** PASSAGE SHOWN **
Alternate Names: Cardiovascular system or vascular system
Location: Upper half of the body (above the legs)
Purpose: Digestive food and remove waste
Organs: Upper and lower gastrointestinal tract
18 Digestive System Facts for Kids
The digestive system is a human biological system that breaks down food so it can be absorbed and used by the body.
The gastrointestinal tract (digestive tract), gallbladder, liver and pancreas make up the human digestive system.
The gastrointestinal tract is one long hollow system of organs that starts at the mouth and ends at the anus.
The flow of food through the human digestive system starts with the mouth, to the esophagus, to the stomach, to the small intestines, to the large intestines and finally the rectum.
The mouth chews up the food, and your tongue will help push food into your throat.
The esophagus will help move food from your throat into your stomach.
The stomach will further breakdown food using digestive fluids before moving it into your small intestines.
The small intestines will mix fluids from the pancreas, liver and gallbladder with the food and start absorbing nutrients and water for absorption into your bloodstream, before moving into your large intestines.
The large intestines continue to absorb water and converts liquid waste into a solid before moving it to your rectum.

** WHAT TO WORK ON **
**A)** Answer these from the digestive system facts:
(i) Besides the gastrointestinal tract, which organs make up the human digestive system?
(ii) Where does the gastrointestinal tract start, and where does it end?
(iii) What do the large intestines convert liquid waste into?
**B)** The digestive system facts give the path food takes through the body. List every organ on that path, in order.
**C)** Carry on the digestive system facts for kids after their last sentence, about the large intestines.
Nothing in the items that follow is needed for any task.

** ENTRIES SHOWN **
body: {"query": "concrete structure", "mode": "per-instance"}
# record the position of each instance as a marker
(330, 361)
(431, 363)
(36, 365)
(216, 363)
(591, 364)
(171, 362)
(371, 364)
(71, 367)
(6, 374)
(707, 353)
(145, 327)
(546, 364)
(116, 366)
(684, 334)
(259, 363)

** TASK ANSWERS **
**A)**
(i) The gallbladder, liver and pancreas
(ii) It starts at the mouth and ends at the anus.
(iii) A solid

**B)** Mouth, esophagus, stomach, small intestines, large intestines, rectum

**C)**
The rectum will store solid waste from the large intestines until you have a bowl movement (poop).
The gallbladder, liver and pancreas are considered accessory digestive organs.
The liver produces bile that aids in fat digestion, stores important nutrients and helps filter out toxins.
The pancreas regulates blood sugar and releases enzymes that aid the digestion of carbohydrates, fats and proteins.
Intestinal gas, commonly called farts, is caused by swallowed air and bacteria in the gastrointestinal tract.
The digestive system of an adult, from beginning to end, is up to 30 feet in length.
The small intestines can reach up to 20 feet in length and have a diameter of about an inch.
The large intestines can reach up to 5 feet in length and have a diameter of about three inches.
Food will take between six to eight hours to move completely through the human digestive system.